▶ **Exercise text**:
By Karen Pihl-Carey

Staff Writer

Agouron Pharmaceuticals Inc. and The Immune Response Corp. (IRC) initiated a pivotal trial of Remune (HIV-1 immunogen) in combination with highly active antiretroviral therapy (HAART) to treat HIV infection.

Clinical studies suggest that when combination antiviral drug therapy is accompanied by injections once every three months of Remune, it results in improvements in immunologic markers and virologic markers of the response to HIV.

"Our corporate partner, Agouron, is enthusiastic about the therapy and its potential," said a spokesman for IRC, of Carlsbad, Calif. "That's why they're carrying it forward. The Immune Response Corp. believes in this product and is encouraged and happy that our partner is going forward. We're encouraged that the trial is taking place as soon as it is."

In the pivotal trial, a randomized, double-blind study, researchers hope to determine whether the addition of Remune to a HAART regimen of Viracept (nelfinavir mesylate) and Combivir delays the time to virologic failure.

"We'll have approximately 700 patients that will accrue in this trial and they will all be on Viracept plus Combivir," said Joy Schmitt, a spokeswoman for Agouron, of La Jolla, Calif. After eight weeks, patients who achieve plasma HIV-1 RNA levels less than or equal to 2,000 copies will then receive injections of either Remune or placebo.

"It's basically going to look at the differences in terms of duration of the response below the level of detection," Schmitt told BioWorld Today.

▶ **Try it**: Carry on the article about the Remune trial from its last sentence.

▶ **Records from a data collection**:
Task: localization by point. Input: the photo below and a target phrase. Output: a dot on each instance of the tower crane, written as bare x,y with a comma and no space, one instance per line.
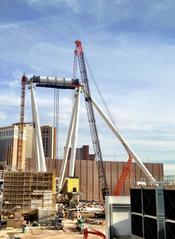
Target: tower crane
91,118
20,151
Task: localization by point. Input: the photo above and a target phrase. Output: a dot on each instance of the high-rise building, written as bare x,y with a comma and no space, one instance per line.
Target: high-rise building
9,144
48,134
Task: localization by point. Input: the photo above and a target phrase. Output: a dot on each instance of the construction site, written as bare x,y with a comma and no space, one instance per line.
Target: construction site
80,197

▶ **Answer for the task**:
Remune is an inactivated form of HIV lacking its envelope that is combined with a mineral oil-based adjuvant. It is designed to stimulate a patient's immune defenses to keep the virus in check.

The pivotal trial will last 48 weeks and be conducted at sites in North America Europe and Australia. Eligible HIV-infected patients must have plasma HIV-1 RNA levels of greater than or equal to 10,000 copies and no previous exposure to antiretroviral therapy.

Just four months ago, a Phase III trial of Remune was halted upon recommendation of a data safety monitoring board. The 2,500-patient, placebo-controlled study tracked the ability of Remune to slow disease progression by tracking the clinical endpoints of a diagnosis of AIDS or death. (See BioWorld Today, May 18, 1999, p. 1.)

"The endpoints we were looking at were no longer the standard of which we needed to be judged," the IRC spokesman said. "Now the standard is viral load. Can Remune have an impact, a significant impact, on viral load?"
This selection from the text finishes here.